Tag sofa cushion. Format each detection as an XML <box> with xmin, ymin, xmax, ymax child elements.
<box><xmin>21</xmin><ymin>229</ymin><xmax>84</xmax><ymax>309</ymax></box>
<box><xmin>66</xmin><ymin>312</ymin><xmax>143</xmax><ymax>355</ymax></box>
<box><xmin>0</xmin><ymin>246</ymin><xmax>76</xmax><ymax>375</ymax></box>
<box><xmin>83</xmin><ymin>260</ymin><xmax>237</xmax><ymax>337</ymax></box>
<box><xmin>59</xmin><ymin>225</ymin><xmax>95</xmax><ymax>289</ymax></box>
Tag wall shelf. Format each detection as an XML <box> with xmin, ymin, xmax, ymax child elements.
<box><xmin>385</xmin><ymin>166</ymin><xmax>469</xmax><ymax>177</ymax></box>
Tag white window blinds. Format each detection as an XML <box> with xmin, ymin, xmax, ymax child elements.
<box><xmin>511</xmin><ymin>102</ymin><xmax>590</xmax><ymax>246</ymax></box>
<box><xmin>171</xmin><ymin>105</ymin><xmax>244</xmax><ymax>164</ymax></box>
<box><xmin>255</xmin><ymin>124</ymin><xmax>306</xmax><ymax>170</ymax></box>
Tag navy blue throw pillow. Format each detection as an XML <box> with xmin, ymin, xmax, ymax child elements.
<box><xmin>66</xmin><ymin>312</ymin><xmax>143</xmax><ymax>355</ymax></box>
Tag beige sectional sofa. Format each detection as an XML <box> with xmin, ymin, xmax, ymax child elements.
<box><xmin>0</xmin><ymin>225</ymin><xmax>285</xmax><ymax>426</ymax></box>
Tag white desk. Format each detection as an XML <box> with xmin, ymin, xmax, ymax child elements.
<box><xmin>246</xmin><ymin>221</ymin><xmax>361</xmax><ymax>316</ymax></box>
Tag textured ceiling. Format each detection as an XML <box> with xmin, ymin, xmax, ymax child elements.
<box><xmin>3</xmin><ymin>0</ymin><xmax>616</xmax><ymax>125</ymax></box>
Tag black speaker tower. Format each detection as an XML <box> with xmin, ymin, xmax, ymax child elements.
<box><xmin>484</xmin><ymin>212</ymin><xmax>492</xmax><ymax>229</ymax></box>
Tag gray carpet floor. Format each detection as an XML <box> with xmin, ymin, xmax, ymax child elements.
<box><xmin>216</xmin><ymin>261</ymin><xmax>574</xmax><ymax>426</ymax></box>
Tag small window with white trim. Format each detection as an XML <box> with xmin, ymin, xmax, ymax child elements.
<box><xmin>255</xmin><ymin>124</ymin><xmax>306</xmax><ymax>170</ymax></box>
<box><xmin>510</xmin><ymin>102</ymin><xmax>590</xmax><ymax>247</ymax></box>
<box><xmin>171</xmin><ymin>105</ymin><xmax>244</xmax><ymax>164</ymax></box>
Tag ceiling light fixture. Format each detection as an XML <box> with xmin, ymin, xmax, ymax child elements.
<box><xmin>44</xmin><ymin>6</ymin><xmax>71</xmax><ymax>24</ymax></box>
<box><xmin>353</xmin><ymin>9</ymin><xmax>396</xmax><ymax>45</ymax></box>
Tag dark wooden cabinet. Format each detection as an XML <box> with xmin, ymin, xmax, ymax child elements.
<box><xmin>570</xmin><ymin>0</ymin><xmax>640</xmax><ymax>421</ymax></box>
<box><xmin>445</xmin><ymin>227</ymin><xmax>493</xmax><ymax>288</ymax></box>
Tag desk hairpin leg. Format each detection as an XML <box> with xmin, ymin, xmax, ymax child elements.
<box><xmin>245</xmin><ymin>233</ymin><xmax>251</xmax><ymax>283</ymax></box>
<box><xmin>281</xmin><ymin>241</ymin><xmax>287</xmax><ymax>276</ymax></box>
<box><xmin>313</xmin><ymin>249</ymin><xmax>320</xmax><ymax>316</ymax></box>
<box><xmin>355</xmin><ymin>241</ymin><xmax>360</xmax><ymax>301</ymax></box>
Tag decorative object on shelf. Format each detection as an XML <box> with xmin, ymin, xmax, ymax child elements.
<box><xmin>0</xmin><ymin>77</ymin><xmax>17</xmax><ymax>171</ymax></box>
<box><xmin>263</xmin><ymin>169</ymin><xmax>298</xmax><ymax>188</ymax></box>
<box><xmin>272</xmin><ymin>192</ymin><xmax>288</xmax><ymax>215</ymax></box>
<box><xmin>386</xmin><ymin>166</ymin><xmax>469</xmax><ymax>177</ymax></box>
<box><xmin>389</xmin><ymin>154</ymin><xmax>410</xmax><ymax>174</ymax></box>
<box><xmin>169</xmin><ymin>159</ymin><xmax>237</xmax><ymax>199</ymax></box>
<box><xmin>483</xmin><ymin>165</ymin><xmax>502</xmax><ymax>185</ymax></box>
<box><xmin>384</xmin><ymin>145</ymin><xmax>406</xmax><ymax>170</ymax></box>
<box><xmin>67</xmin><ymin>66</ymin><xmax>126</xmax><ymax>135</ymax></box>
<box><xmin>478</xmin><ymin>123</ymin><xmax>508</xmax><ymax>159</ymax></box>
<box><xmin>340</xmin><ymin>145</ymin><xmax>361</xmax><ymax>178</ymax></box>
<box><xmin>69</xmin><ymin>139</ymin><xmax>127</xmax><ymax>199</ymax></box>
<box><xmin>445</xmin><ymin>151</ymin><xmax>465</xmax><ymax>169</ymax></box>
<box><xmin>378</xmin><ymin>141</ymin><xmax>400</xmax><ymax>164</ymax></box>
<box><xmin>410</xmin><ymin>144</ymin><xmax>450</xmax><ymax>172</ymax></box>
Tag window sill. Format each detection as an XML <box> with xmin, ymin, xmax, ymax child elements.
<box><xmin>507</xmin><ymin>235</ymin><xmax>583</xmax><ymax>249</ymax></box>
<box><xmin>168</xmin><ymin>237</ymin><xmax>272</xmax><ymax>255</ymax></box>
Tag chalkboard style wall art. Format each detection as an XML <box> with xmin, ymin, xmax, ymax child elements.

┄┄┄┄┄┄┄┄┄┄┄┄┄┄┄┄┄┄┄┄

__TASK BRIEF__. Exactly as written, output the material once more.

__EXPECTED ANSWER__.
Tag sofa cushion. Format each detection as an XML <box> with xmin, ymin, xmax, ymax child elements.
<box><xmin>21</xmin><ymin>229</ymin><xmax>84</xmax><ymax>309</ymax></box>
<box><xmin>66</xmin><ymin>312</ymin><xmax>143</xmax><ymax>355</ymax></box>
<box><xmin>0</xmin><ymin>246</ymin><xmax>76</xmax><ymax>375</ymax></box>
<box><xmin>83</xmin><ymin>260</ymin><xmax>237</xmax><ymax>337</ymax></box>
<box><xmin>59</xmin><ymin>225</ymin><xmax>95</xmax><ymax>289</ymax></box>
Tag wall shelf. Format each detection as an XML <box> with xmin, ymin, xmax, ymax child elements.
<box><xmin>385</xmin><ymin>166</ymin><xmax>469</xmax><ymax>177</ymax></box>
Tag white window blinds. Format each detection as an XML <box> with xmin, ymin, xmax, ymax child elements.
<box><xmin>511</xmin><ymin>102</ymin><xmax>590</xmax><ymax>246</ymax></box>
<box><xmin>171</xmin><ymin>105</ymin><xmax>244</xmax><ymax>164</ymax></box>
<box><xmin>255</xmin><ymin>124</ymin><xmax>306</xmax><ymax>170</ymax></box>
Tag navy blue throw pillow. Format each detection as an XML <box> with xmin, ymin, xmax, ymax child elements.
<box><xmin>66</xmin><ymin>312</ymin><xmax>143</xmax><ymax>355</ymax></box>
Tag beige sectional sofa. Format each detection as an XML <box> with xmin, ymin, xmax, ymax child elements.
<box><xmin>0</xmin><ymin>225</ymin><xmax>285</xmax><ymax>426</ymax></box>
Tag white desk. Format each detection as an XML <box> with xmin, ymin, xmax, ymax child elements.
<box><xmin>246</xmin><ymin>221</ymin><xmax>361</xmax><ymax>316</ymax></box>
Tag textured ceiling. Format each detection as an XML <box> with xmin, ymin, xmax, ymax child elements.
<box><xmin>3</xmin><ymin>0</ymin><xmax>616</xmax><ymax>125</ymax></box>
Tag black speaker tower. Format each detection as an XML <box> with xmin, ymin, xmax, ymax child elements.
<box><xmin>484</xmin><ymin>212</ymin><xmax>492</xmax><ymax>229</ymax></box>
Tag gray carpet floor. Format each detection as an XML <box> with xmin, ymin, xmax, ymax child elements.
<box><xmin>216</xmin><ymin>261</ymin><xmax>574</xmax><ymax>426</ymax></box>
Tag small window with white trim. Format each detection as an XML <box> with xmin, ymin, xmax, ymax child elements.
<box><xmin>255</xmin><ymin>124</ymin><xmax>306</xmax><ymax>170</ymax></box>
<box><xmin>510</xmin><ymin>102</ymin><xmax>590</xmax><ymax>247</ymax></box>
<box><xmin>171</xmin><ymin>105</ymin><xmax>244</xmax><ymax>164</ymax></box>
Tag ceiling light fixture. Format each detection as an XML <box> with xmin, ymin, xmax, ymax child elements.
<box><xmin>44</xmin><ymin>6</ymin><xmax>71</xmax><ymax>24</ymax></box>
<box><xmin>353</xmin><ymin>9</ymin><xmax>396</xmax><ymax>45</ymax></box>
Tag dark wooden cabinet. Format each detection as an XML <box> with xmin, ymin, xmax, ymax child elements.
<box><xmin>570</xmin><ymin>0</ymin><xmax>640</xmax><ymax>421</ymax></box>
<box><xmin>445</xmin><ymin>227</ymin><xmax>493</xmax><ymax>288</ymax></box>
Tag desk hairpin leg. Format each detection as an XML <box> with xmin, ymin, xmax, ymax child elements.
<box><xmin>245</xmin><ymin>233</ymin><xmax>251</xmax><ymax>283</ymax></box>
<box><xmin>281</xmin><ymin>241</ymin><xmax>287</xmax><ymax>276</ymax></box>
<box><xmin>313</xmin><ymin>249</ymin><xmax>320</xmax><ymax>316</ymax></box>
<box><xmin>355</xmin><ymin>241</ymin><xmax>360</xmax><ymax>301</ymax></box>
Tag decorative object on shelf. Format each detection as an XML <box> with xmin, ymin, xmax, ymax child elements.
<box><xmin>0</xmin><ymin>77</ymin><xmax>17</xmax><ymax>171</ymax></box>
<box><xmin>263</xmin><ymin>169</ymin><xmax>298</xmax><ymax>188</ymax></box>
<box><xmin>272</xmin><ymin>192</ymin><xmax>288</xmax><ymax>215</ymax></box>
<box><xmin>386</xmin><ymin>166</ymin><xmax>469</xmax><ymax>177</ymax></box>
<box><xmin>389</xmin><ymin>154</ymin><xmax>410</xmax><ymax>174</ymax></box>
<box><xmin>169</xmin><ymin>159</ymin><xmax>237</xmax><ymax>199</ymax></box>
<box><xmin>483</xmin><ymin>165</ymin><xmax>502</xmax><ymax>185</ymax></box>
<box><xmin>384</xmin><ymin>145</ymin><xmax>406</xmax><ymax>170</ymax></box>
<box><xmin>67</xmin><ymin>66</ymin><xmax>126</xmax><ymax>135</ymax></box>
<box><xmin>478</xmin><ymin>123</ymin><xmax>508</xmax><ymax>159</ymax></box>
<box><xmin>340</xmin><ymin>145</ymin><xmax>361</xmax><ymax>178</ymax></box>
<box><xmin>69</xmin><ymin>139</ymin><xmax>127</xmax><ymax>199</ymax></box>
<box><xmin>445</xmin><ymin>151</ymin><xmax>465</xmax><ymax>169</ymax></box>
<box><xmin>378</xmin><ymin>141</ymin><xmax>400</xmax><ymax>164</ymax></box>
<box><xmin>410</xmin><ymin>144</ymin><xmax>450</xmax><ymax>172</ymax></box>
Tag window sill. Format each detection as an XML <box> with xmin, ymin, xmax, ymax child elements.
<box><xmin>507</xmin><ymin>235</ymin><xmax>583</xmax><ymax>249</ymax></box>
<box><xmin>168</xmin><ymin>237</ymin><xmax>272</xmax><ymax>255</ymax></box>
Tag chalkboard style wall art. Format each detection as an XML <box> with xmin, ymin, xmax, ymax child elements.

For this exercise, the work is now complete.